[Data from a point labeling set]
━━━━━━━━━━

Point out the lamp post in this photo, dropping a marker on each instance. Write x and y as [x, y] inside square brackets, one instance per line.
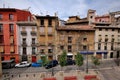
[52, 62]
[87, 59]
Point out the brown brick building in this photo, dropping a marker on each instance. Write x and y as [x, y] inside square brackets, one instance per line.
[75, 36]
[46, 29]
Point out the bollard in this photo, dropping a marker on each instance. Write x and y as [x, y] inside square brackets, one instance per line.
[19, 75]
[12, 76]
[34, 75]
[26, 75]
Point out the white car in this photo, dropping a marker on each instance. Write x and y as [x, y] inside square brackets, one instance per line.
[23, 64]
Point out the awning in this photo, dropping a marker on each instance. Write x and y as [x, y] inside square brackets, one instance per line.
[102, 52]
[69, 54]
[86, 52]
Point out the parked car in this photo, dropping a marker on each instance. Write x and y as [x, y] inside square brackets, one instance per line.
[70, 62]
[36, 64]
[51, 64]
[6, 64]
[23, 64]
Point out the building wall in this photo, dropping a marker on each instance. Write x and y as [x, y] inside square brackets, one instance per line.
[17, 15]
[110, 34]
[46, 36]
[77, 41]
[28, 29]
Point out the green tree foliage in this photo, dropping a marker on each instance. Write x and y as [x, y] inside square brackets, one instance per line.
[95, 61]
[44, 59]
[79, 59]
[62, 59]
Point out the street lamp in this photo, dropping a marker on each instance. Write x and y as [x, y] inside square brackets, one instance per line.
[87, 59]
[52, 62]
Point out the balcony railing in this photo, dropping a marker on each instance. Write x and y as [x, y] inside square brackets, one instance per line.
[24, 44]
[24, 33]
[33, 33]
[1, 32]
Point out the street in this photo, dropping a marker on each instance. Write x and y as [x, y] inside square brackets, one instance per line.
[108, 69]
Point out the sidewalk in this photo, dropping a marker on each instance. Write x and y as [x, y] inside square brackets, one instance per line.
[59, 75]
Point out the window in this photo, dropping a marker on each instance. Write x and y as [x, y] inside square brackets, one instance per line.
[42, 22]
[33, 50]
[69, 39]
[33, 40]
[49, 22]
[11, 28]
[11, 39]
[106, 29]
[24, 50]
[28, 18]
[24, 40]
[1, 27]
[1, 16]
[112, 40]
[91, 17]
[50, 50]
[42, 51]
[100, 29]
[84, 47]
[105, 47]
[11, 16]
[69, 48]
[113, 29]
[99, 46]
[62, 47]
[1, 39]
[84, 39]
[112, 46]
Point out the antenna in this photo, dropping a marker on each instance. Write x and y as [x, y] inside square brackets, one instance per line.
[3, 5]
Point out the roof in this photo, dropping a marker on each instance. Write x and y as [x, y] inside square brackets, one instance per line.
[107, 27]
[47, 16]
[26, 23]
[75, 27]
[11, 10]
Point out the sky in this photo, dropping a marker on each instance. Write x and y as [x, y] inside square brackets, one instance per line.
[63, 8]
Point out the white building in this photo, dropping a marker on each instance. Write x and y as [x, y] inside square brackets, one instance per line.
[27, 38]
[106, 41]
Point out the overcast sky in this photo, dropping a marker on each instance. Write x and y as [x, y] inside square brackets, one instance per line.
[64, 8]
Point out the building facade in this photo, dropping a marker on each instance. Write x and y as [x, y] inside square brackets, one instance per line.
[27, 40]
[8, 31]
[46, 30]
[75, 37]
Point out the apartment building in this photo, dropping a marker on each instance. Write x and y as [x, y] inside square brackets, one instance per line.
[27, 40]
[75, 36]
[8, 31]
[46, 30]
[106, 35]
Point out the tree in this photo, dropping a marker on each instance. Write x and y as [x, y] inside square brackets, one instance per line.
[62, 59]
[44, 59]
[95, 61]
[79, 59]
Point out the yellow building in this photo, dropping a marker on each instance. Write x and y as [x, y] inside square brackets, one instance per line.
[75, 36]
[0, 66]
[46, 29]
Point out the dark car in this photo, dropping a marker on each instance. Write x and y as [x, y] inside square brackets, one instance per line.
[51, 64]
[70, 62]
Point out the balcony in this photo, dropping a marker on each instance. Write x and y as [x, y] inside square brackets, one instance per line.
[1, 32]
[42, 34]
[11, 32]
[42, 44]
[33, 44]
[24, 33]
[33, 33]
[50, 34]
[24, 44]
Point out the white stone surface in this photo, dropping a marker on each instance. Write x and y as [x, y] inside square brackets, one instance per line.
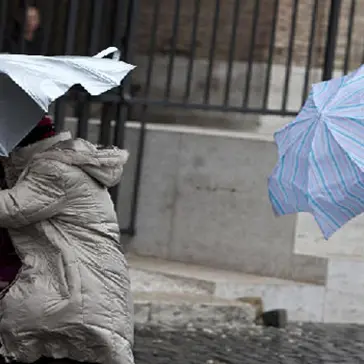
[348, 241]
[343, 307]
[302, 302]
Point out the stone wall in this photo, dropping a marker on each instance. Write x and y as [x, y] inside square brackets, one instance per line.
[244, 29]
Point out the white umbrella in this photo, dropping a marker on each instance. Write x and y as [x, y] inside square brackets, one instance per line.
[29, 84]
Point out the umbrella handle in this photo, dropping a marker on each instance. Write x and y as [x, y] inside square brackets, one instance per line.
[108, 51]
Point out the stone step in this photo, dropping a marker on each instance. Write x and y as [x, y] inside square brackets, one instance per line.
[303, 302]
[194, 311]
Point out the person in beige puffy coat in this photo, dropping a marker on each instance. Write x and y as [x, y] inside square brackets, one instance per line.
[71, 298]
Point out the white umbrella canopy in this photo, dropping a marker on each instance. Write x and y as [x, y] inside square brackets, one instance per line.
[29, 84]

━━━━━━━━━━

Convert all of the data above into a two-column CSV with the headers text and points. Give one row for each labeling line, with its wording in text and every point listed under it in points, each field in quotes and line breaks replaced by spaces, and leave out the pictures.

text,points
"Point out the lamp post in this photo, dropping a marker on each instance. Write x and y as [x, y] inside square brackets, one instance per line.","[52, 62] [87, 59]"
"Point out the brown brick building in this photo, dropping a marker on each instance. Write x and y as [x, y] inside square brackets, one instance per line.","[75, 36] [46, 29]"
"Point out the bollard in this photo, dropping a marker on each instance. Write x and y as [x, y] inside square brackets, one instance per line.","[19, 75] [12, 76] [34, 75] [26, 75]"
"Point out the white car in this photo, dropping a marker on each instance. Write x and y as [x, y] inside square brackets, one instance per line.","[23, 64]"
"Point out the awning in this photo, dropping a marker on each instance. Write x and y as [x, y] inside square brackets, one instance per line.","[102, 52] [69, 54] [86, 52]"
"Point out the parked car in this photo, dropping a marker on each instance. Write x and y as [x, y] inside square brackets, one instance per line.","[70, 62] [36, 64] [51, 64] [6, 64] [23, 64]"
"Point out the building wall in this photo, dropping a marker on each instance. Write x and y as [x, y] inside square brackets, one instance per line.","[17, 15] [110, 34] [46, 36] [77, 41] [28, 29]"
"Point out the green tree foliage in this photo, dropping a marker on each instance. Write x and y as [x, y] inside square brackets, one instance per line.","[95, 61] [44, 59] [79, 59] [62, 59]"
"Point out the street lamp in this photo, dropping a marker on each instance. Write x and y as [x, y] inside square brackets, one instance per line.","[87, 59] [52, 62]"
"Point out the balcony railing in this photo, dropping a marker on each instance. Write x and y as [x, y] inside square brackets, one instance per line.","[24, 44] [24, 33] [33, 33] [1, 32]"
"Point out the street in this photo, dropping a marker on each instance. Write x and y as [x, y] inside square brackets, one instance per line.","[108, 69]"
"Point out the sidewalk in this photo, dropping a marker on each instance. Write x and y as [x, y] inside square brackets, one instance per line.","[59, 75]"
"Point out the window in this photo, dropping a marker on each instance. Write x and y as [x, y] inside square brackets, one instance per line.","[42, 22] [33, 50] [69, 39] [33, 40] [49, 22] [11, 28] [11, 39] [106, 29] [24, 50] [28, 18] [24, 40] [1, 27] [1, 16] [112, 40] [91, 17] [50, 50] [42, 51] [100, 29] [84, 47] [105, 47] [11, 16] [69, 48] [113, 29] [99, 46] [62, 47] [1, 39] [84, 39] [112, 46]"
"Point out the antenna in this photo, dropping a marker on each instance. Write x and y as [x, y] inside square brackets, one instance per line.","[3, 5]"
"Point out the roof in this photo, dropping a marker on each instance. Write x and y as [x, y] inside square brackets, one instance per line.","[107, 27] [47, 16] [26, 23] [75, 27] [11, 10]"
"Point out the sky in this photo, dropping a marker on each instance. Write x and y as [x, y] inside square brackets, one instance per line.","[63, 8]"
"Point out the white building in this photo, dropping a marker on each instance. Write x and y as [x, y] inside square brackets, one instance per line.","[27, 38] [106, 41]"
"Point out the overcast sky in this photo, dropping a marker on each instance. Write x and y as [x, y] inside square brackets, one instance per line.","[64, 8]"
"Point out the building facade in this photo, dropping a marker on each instance. Write x and y as [x, y] inside square brackets, one instance per line.","[27, 40] [8, 31] [46, 30] [75, 37]"
"Point out the apartment building in this photo, dropping a marker on each instance. Write x and y as [x, y] inside square brackets, one instance per line.","[27, 40] [75, 36] [8, 31] [46, 30] [106, 35]"
"Point out the tree in this photo, dropping a marker on each instance. Write x and y as [x, y] inside square brackets, one instance per line.","[62, 59] [44, 59] [95, 61] [79, 59]"
"Point out the yellow building in this photo, dropping a marker on each instance. Write x and y as [x, y] inside square brackets, one instance per line.","[75, 36] [0, 66] [46, 29]"
"Point out the dark car in this photo, dropping a marker on each instance. Write x and y as [x, y] inside square brackets, one instance per line.","[51, 64] [70, 62]"
"Point out the balcony in this photo, dropping a marker on each instance. Write x and y as [x, y] inside square brackets, one instance per line.","[1, 32] [42, 34] [11, 32] [42, 44] [33, 44] [24, 33] [33, 33] [50, 34] [24, 44]"
"Point out the white stone surface in this photo, dropping a marker on each instance. Write x and y as [x, y] inside square brackets, one instance per line.","[348, 241] [343, 307] [302, 302]"
"Point out the stone wall in this photo, dropping a marker on each instance. Write x and y as [x, y] inside square brackets, one instance per line.","[244, 29]"
"Point out the white umbrella in this photo, dropping a marker on each instance. Write x and y as [x, y] inside square brackets, one instance per line.","[29, 84]"
"Point out the umbrella handle in this photo, dropping a marker on each instance. Write x and y as [x, y] inside square brackets, one instance per line.","[108, 51]"
"Point out the stone step in this photo, dropping a marker on each instance. Write x and y as [x, y] inside square brackets, one instance per line.","[303, 302] [194, 311]"
"Point out the person in beige puffy coat in this photo, dropping a marker on each instance. Write x and y as [x, y] inside square brackets, one instance per line.","[71, 298]"
"Point out the white umbrella canopy in this photo, dropping a marker on each instance. Write x and y as [x, y] inside square brackets, one instance per line.","[29, 84]"